→ REQUIRED TASK
Can you transcribe every line exactly and leave the pictures behind?

→ Coordinate annotation entries
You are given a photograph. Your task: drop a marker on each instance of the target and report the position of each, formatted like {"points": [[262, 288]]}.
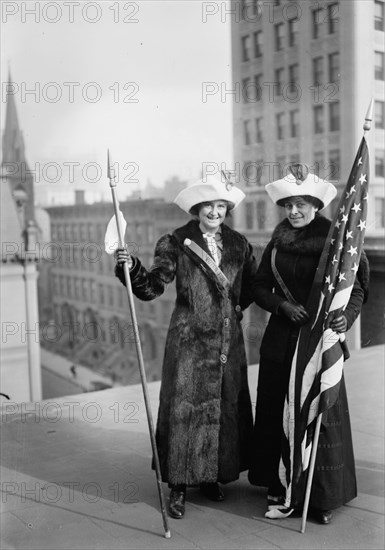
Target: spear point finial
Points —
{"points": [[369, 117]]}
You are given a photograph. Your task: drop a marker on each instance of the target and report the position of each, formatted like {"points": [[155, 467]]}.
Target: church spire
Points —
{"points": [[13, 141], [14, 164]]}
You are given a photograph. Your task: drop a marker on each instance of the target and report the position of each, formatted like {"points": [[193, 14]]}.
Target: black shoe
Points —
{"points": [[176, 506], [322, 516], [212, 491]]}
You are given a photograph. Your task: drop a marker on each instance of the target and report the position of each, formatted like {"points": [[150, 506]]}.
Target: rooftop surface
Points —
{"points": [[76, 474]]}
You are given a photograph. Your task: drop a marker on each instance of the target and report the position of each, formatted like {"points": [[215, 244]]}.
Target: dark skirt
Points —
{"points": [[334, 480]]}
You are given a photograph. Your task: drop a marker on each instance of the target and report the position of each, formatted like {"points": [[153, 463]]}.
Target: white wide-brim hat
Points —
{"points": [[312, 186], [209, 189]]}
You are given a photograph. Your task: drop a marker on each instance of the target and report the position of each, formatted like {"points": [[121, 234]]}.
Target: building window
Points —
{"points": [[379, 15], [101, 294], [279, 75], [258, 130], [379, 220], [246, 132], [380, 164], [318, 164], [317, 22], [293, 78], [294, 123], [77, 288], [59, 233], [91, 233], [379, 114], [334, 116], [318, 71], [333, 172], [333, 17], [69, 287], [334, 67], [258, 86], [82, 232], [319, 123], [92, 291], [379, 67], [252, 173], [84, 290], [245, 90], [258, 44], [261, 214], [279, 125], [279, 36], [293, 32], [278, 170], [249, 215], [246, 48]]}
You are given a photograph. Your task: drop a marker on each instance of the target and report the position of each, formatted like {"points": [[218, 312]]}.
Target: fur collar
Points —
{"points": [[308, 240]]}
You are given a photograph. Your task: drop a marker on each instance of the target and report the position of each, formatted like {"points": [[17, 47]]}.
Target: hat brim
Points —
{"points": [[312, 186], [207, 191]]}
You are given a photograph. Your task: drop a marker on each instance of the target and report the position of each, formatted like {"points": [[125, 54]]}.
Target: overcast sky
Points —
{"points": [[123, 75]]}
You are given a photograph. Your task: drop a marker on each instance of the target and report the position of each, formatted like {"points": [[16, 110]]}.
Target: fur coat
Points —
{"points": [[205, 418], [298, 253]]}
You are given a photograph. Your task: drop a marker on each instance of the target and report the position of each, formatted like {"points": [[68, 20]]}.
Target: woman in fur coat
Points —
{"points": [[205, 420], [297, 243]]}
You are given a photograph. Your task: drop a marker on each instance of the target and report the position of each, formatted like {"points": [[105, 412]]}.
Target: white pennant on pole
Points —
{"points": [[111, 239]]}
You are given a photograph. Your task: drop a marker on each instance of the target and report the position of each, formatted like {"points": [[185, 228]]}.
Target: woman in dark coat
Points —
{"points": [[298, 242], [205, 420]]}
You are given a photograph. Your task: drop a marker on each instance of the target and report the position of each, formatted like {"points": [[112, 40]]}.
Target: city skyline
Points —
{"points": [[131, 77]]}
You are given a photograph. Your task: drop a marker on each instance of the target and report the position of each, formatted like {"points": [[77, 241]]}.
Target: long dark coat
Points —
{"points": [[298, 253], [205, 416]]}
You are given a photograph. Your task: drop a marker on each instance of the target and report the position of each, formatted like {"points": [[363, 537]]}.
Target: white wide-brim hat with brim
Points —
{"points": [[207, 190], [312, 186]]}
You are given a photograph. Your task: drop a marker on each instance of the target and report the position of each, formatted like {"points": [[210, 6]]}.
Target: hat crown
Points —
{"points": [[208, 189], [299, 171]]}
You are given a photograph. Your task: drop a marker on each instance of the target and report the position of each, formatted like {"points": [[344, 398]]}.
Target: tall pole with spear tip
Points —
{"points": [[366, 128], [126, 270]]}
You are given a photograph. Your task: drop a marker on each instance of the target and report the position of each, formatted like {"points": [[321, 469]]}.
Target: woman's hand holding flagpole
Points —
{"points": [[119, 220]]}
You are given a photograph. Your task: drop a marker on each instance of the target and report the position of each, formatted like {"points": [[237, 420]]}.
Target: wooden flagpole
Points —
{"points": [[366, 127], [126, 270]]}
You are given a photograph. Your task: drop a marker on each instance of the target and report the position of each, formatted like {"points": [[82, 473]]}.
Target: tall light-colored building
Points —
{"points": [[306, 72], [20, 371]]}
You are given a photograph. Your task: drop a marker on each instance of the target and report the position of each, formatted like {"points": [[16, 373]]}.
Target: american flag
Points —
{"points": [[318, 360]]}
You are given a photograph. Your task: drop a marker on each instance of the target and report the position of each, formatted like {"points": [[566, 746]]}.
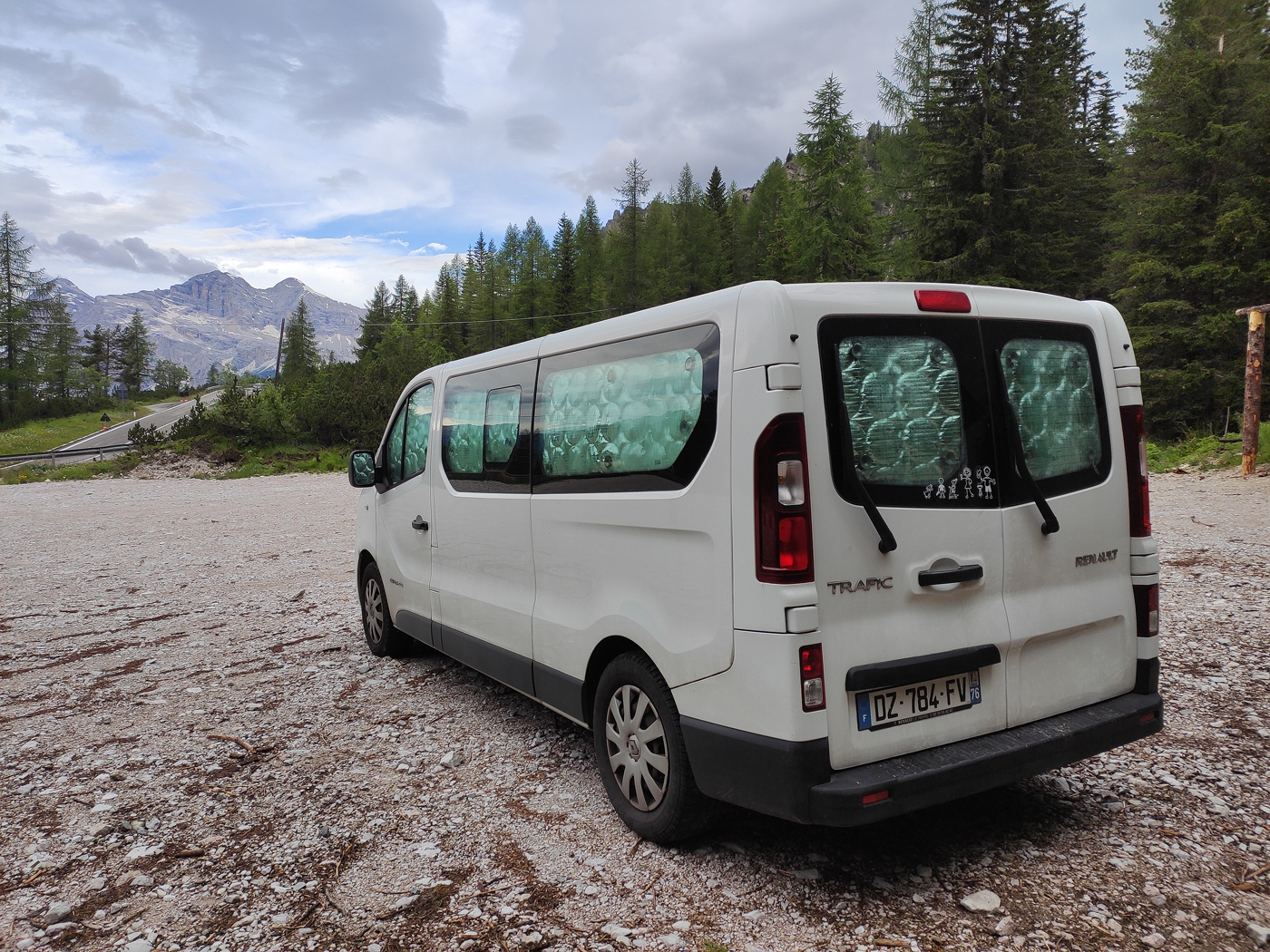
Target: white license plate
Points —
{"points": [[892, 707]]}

→ EXERCISE ANSWER
You are given a photograph. Your task: drop a marker on each instance of the target and report the position of each, formatted like {"points": [[262, 288]]}.
Target: spear point finial
Points —
{"points": [[369, 117]]}
You are given a photograph. Your task: drop a marker on each instance of the target and report the position of each, formatted like {"points": [[155, 467]]}.
Target: church spire
Points —
{"points": [[13, 141], [14, 164]]}
You are given a photograph. Your task: drop a marker on each instance of the target and report the position of each, formatted like {"points": [[193, 14]]}.
Target: black shoe
Points —
{"points": [[176, 506], [322, 516], [212, 491]]}
You are given a photograph. Your task: drop a marker on each instance of the target and report the position of each, formatted like {"points": [[150, 506]]}.
Target: rooftop surface
Points —
{"points": [[76, 474]]}
You are given a photograph. Your task: drop a marker on each instance of the target and report the position of each, formatted like {"points": [[215, 244]]}.
Target: dark skirt
Points —
{"points": [[334, 480]]}
You are given a photograph. Your task: drop a marker on each instance of the target and report the position of each, formatted like {"points": [[153, 463]]}.
Target: white wide-brim hat
Points —
{"points": [[312, 186], [209, 189]]}
You are given a photograph. Your task: drop a marker on each instance of the target and report the position of each, formatted like {"points": [[121, 234]]}.
Target: building window
Points —
{"points": [[379, 15], [101, 294], [279, 75], [258, 130], [379, 220], [246, 132], [380, 164], [318, 164], [317, 22], [293, 78], [294, 123], [77, 288], [59, 233], [91, 233], [379, 114], [334, 116], [318, 71], [333, 172], [333, 17], [69, 287], [334, 67], [258, 86], [82, 232], [319, 123], [92, 291], [379, 67], [252, 173], [84, 290], [245, 90], [258, 44], [261, 214], [279, 125], [279, 36], [293, 32], [278, 170], [249, 215], [246, 48]]}
You are given a photograph. Your task: drop a marker on each instance of the target and report the position of each, formatted like {"points": [[218, 312]]}.
Target: fur collar
Points —
{"points": [[308, 240]]}
You are given a photograph. Your task: drop a marker on each instance of the target and report the position of each, formatted like {"points": [[17, 47]]}.
Target: hat brim
Points —
{"points": [[312, 186], [207, 191]]}
You are given a photograph. Your task: drop a marker on each instance of the target and report the position of each, formatted like {"points": [[125, 54]]}.
Target: overcast sky
Points —
{"points": [[123, 75]]}
You are given a photograph. Your task: drop a marker on each instance of the target and report the position of each, formatted like {"points": [[16, 110]]}.
Target: fur coat
Points —
{"points": [[205, 418], [298, 253]]}
You are given a photograph. Your task: drop a marker on each instance of the target and report the position of each, formatted like {"points": [[68, 20]]}.
Target: woman in fur coat
Points —
{"points": [[205, 420], [297, 243]]}
You are given a photograph. Your task: drop a marker on each instance of the target and report the position of each, formatted like {"points": [[105, 412]]}.
Target: white pennant on pole
Points —
{"points": [[111, 239]]}
You are given a photograph. Your task: drop a marker on each instance of the target and report the position of each, formatted like {"points": [[185, 228]]}.
Target: woman in dark coat
Points —
{"points": [[298, 242], [205, 420]]}
You are given a photograph. Your task: drop a marker on each instance of the target and report the position of each, formatted like {"points": [[112, 40]]}.
Target: city skyline
Points —
{"points": [[131, 77]]}
You are given a photograph. Your task: drop a marker on each instance of the target and report the position of each, formatted like {"points": [[77, 241]]}.
Target: long dark coat
Points —
{"points": [[298, 253], [205, 416]]}
You are given a photograph. Your task: drop a marker on each instance of the target and report the position of each, formatted like {"points": [[363, 537]]}.
Target: white wide-brim hat with brim
Points —
{"points": [[207, 190], [312, 186]]}
You are given a photograph. Your task: drop a marker on each instance of the target and report the position of each, formatted like {"points": [[210, 6]]}.
Target: hat crown
Points —
{"points": [[208, 189], [299, 171]]}
You are given a photograph. Your task: drop a marker on each instance of the target and report the position of each, formatted like {"points": [[344, 398]]}.
Target: tall pole with spear tip
Points —
{"points": [[366, 128], [126, 270]]}
You are given a photograph. Your task: drop a marker on each instance of the target and report the position of each, formatted like {"points": [[321, 469]]}.
Target: woman's hand holding flagpole
Points —
{"points": [[119, 220]]}
You are given a photograph. Your task: drop a marker on each instance of the target and report the position of each, formatted like {"points": [[237, 420]]}.
Target: wooden flagpole
Points —
{"points": [[366, 127], [126, 270]]}
You are given a photograph. Your task: drop a marker on each instance of the target and report the position of each, formatted like {"points": [[82, 473]]}.
Target: tall light-colored building
Points —
{"points": [[306, 72], [20, 371]]}
You are given a photograph. Your task: drop a marker on each instance of the target and report the position of each, formatted like {"points": [[16, 373]]}.
Target: american flag
Points —
{"points": [[318, 360]]}
You are given a photograph. Your task: drop a marker on each instance of the target and report the position of each, formatted like {"points": [[566, 746]]}.
Target: white license plate
Points —
{"points": [[892, 707]]}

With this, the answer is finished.